La nuova iniziativa israeliana punta ad aggiungere un nuovo fatto compiuto sul terreno, così da rendere ancora più improbabile il raggiungimento di un eventuale accordo di pace per la creazione di uno stato palestinese entro i confini precedenti alla guerra dei Sei Giorni del 1967.

La comunità internazionale ha ancora una volta condannato quasi all’unanimità i nuovi insediamenti israeliani. Gli Stati Uniti nella giornata di venerdì hanno definito il piano di Netanyahu “controproducente” ai fini di una soluzione negoziata al conflitto mediorientale, anche se di fatto la reazione di Washington è stata sia nei toni che nelle azioni di gran lunga più pacata rispetto agli sforzi messi in atto per fare desistere il presidente dell’Autorità Palestinese, Mahmoud Abbas (Abu Mazen), dal cercare il riconoscimento dell’ONU.

Il voto in gran parte simbolico e a larghissima maggioranza (138 favorevoli, 9 contrari e 41 astenuti) assicurato giovedì alla Palestina dall’Assemblea Generale delle Nazioni Unite ha mostrato nuovamente il totale isolamento internazionale degli Stati Uniti, assecondato solo da qualche sparuto alleato (Canada, Repubblica Ceca, Panama e quattro staterelli dell’Oceano Pacifico) nel difendere strenuamente l’occupazione israeliana e l’oppressione del popolo palestinese.

Nonostante questa realtà, i commenti della diplomazia americana al voto dell’Assemblea Generale sono stati molto duri ed hanno fatto riferimento alle complicazioni che si prospettano per i colloqui di pace. Decenni di negoziati con la supervisione statunitense, tuttavia, non hanno prodotto fin qui alcun risultato tangibile e hanno anzi consentito la progressiva conquista di nuovi territori palestinesi da parte di Israele.

La formale, sostanzialmente vuota condanna di Washington dei più recenti insediamenti autorizzati dal governo di estrema destra di Netanyahu, inoltre, si accompagna a due proposte di legge presentate al Senato di Washington che sono esse stesse autentiche ritorsioni contro il voto dell’ONU.

La prima è firmata dal senatore repubblicano dello Utah, Orrin Hatch, e chiede addirittura la soppressione di tutti i finanziamenti americani alle Nazioni Unite. La seconda, opera dello sforzo di due senatori repubblicani e due democratici, è invece un emendamento allo stanziamento di fondi al Dipartimento della Difesa e prevede lo stop al denaro destinato all’Autorità Palestinese in caso quest’ultima intenda avviare procedimenti legali contro Israele presso il Tribunale Penale Internazionale.

Dati da esaminare:
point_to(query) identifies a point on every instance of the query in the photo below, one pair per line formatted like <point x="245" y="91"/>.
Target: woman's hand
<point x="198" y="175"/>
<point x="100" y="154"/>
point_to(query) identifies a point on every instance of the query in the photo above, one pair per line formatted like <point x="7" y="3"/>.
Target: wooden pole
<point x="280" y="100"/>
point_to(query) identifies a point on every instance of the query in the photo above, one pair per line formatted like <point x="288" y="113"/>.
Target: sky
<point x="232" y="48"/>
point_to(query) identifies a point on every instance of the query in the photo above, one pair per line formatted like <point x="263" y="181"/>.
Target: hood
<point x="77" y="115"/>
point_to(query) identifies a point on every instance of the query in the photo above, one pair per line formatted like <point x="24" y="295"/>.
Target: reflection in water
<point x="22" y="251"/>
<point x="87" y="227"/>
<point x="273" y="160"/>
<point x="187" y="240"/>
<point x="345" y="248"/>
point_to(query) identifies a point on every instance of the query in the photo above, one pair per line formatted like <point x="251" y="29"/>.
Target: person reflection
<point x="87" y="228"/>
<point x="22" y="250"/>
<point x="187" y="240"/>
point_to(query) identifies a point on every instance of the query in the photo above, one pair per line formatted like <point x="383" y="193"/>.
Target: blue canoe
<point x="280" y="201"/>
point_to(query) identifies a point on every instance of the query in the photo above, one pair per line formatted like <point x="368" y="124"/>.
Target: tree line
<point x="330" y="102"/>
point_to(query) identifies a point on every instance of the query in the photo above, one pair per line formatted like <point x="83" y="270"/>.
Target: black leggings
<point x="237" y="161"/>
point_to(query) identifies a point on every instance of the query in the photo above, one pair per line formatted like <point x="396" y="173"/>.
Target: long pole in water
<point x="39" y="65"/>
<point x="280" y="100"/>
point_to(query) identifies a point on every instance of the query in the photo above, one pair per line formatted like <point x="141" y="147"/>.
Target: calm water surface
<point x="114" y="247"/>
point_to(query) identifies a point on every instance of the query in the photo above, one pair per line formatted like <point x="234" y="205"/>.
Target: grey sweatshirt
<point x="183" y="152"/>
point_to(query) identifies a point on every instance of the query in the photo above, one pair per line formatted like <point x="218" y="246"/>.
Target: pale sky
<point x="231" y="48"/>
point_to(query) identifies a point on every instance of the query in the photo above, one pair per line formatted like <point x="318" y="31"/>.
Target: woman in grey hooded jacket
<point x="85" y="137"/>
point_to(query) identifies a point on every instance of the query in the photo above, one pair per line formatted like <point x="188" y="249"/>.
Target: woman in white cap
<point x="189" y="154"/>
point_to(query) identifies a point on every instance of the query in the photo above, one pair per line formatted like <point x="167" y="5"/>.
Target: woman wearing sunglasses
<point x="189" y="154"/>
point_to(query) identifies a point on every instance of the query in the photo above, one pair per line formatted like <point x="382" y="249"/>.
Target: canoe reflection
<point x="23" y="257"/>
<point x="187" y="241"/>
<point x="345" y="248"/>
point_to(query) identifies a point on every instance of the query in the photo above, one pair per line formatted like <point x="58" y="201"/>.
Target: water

Lavoro richiesto: Trascrivi, per favore, il passo dell'estratto sui nuovi insediamenti israeliani che comincia con le parole contenenti "Il voto in gran" e termina con "del popolo palestinese.", senza cambiare nulla.

Risultato:
Il voto in gran parte simbolico e a larghissima maggioranza (138 favorevoli, 9 contrari e 41 astenuti) assicurato giovedì alla Palestina dall’Assemblea Generale delle Nazioni Unite ha mostrato nuovamente il totale isolamento internazionale degli Stati Uniti, assecondato solo da qualche sparuto alleato (Canada, Repubblica Ceca, Panama e quattro staterelli dell’Oceano Pacifico) nel difendere strenuamente l’occupazione israeliana e l’oppressione del popolo palestinese.